→ Challenge: Retype each record shown below, leaving every character as it is.

→ Recorded information:
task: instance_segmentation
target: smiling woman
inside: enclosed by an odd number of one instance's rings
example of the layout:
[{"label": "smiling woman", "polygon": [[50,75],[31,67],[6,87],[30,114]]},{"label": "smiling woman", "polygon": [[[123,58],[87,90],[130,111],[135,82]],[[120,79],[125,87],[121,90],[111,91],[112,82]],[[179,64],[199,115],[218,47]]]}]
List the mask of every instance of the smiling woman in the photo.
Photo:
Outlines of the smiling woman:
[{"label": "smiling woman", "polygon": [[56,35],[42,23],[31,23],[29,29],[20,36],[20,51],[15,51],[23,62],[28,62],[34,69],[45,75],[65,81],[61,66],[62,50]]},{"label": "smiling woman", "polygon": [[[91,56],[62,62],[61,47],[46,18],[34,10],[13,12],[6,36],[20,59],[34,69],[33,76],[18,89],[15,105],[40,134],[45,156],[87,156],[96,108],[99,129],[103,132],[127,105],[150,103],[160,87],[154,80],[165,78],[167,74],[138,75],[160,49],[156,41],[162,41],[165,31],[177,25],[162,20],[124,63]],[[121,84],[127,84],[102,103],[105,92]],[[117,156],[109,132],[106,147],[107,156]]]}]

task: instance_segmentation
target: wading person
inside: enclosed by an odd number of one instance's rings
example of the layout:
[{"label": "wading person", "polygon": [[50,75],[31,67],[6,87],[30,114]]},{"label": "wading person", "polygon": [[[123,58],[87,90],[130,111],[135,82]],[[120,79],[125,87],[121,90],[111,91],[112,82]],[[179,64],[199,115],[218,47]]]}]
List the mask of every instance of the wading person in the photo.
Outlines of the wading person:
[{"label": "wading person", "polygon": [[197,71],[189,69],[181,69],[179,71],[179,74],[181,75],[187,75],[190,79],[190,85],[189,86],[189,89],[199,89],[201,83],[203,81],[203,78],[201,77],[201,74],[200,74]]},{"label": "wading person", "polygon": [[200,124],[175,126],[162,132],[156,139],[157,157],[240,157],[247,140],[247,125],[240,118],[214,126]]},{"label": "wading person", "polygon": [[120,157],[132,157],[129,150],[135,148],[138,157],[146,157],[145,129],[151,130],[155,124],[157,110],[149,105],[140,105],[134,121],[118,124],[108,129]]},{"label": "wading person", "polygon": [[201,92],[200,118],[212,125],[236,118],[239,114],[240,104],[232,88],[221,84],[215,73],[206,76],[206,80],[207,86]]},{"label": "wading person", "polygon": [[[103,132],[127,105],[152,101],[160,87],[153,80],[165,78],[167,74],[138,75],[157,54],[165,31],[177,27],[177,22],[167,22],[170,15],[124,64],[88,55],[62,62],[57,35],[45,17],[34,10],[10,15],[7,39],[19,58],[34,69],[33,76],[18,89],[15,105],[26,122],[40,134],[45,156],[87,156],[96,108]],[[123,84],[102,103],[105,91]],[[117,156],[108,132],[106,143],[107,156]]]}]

→ Full solution:
task: instance_segmentation
target: smiling woman
inside: enclosed by an odd number of one instance's rings
example of the layout:
[{"label": "smiling woman", "polygon": [[50,75],[31,67],[6,87],[30,114]]},{"label": "smiling woman", "polygon": [[[123,58],[87,90],[130,111],[135,82]],[[120,79],[125,87],[121,90],[111,91],[112,82]],[[179,64],[199,115],[218,47]]]}]
List the mask of every instance of the smiling woman in the photo.
Photo:
Outlines of the smiling woman:
[{"label": "smiling woman", "polygon": [[56,35],[42,23],[31,23],[29,29],[20,36],[20,51],[15,51],[23,62],[28,62],[34,69],[45,75],[65,81],[61,66],[62,50]]},{"label": "smiling woman", "polygon": [[[91,56],[62,62],[61,47],[46,18],[34,10],[13,12],[6,36],[20,59],[34,69],[33,76],[18,89],[15,105],[40,134],[45,156],[87,156],[96,108],[99,129],[103,132],[127,105],[150,103],[160,87],[154,80],[165,78],[167,74],[138,75],[160,49],[156,41],[162,41],[165,31],[177,25],[162,20],[124,63]],[[121,84],[127,84],[102,103],[105,92]],[[117,156],[109,132],[106,147],[107,156]]]}]

task: instance_segmentation
target: wading person
inside: enclosed by an odd number of one instance's rings
example of the layout:
[{"label": "wading person", "polygon": [[50,75],[31,67],[6,87],[30,114]]},{"label": "wading person", "polygon": [[[123,58],[87,90],[130,111],[135,82]],[[120,79],[125,87],[121,90],[111,91],[112,82]],[[179,64],[199,115],[218,47]]]}]
List the mask of every instance of the wading person in the photo.
Outlines of the wading person:
[{"label": "wading person", "polygon": [[197,71],[189,69],[181,69],[179,71],[179,74],[181,75],[187,75],[190,79],[190,85],[189,86],[189,89],[199,89],[201,83],[203,81],[203,78],[201,77],[201,74],[200,74]]},{"label": "wading person", "polygon": [[200,124],[175,126],[162,132],[156,139],[157,157],[240,157],[247,140],[247,125],[240,118],[214,126]]},{"label": "wading person", "polygon": [[120,157],[132,157],[129,150],[135,148],[138,157],[146,157],[145,129],[151,130],[155,124],[157,110],[149,105],[140,105],[134,121],[118,124],[108,129]]},{"label": "wading person", "polygon": [[201,92],[200,118],[212,125],[236,118],[239,114],[240,104],[232,88],[221,84],[215,73],[206,76],[206,80],[207,86]]},{"label": "wading person", "polygon": [[[103,132],[127,105],[152,101],[160,87],[153,80],[165,78],[167,74],[138,75],[157,54],[165,31],[177,27],[177,22],[167,22],[170,15],[124,64],[88,55],[62,62],[57,35],[45,17],[34,10],[10,15],[7,39],[19,58],[34,69],[33,76],[18,89],[15,105],[26,122],[40,134],[45,156],[87,156],[96,108]],[[123,84],[102,103],[105,91]],[[117,156],[108,132],[106,143],[107,156]]]}]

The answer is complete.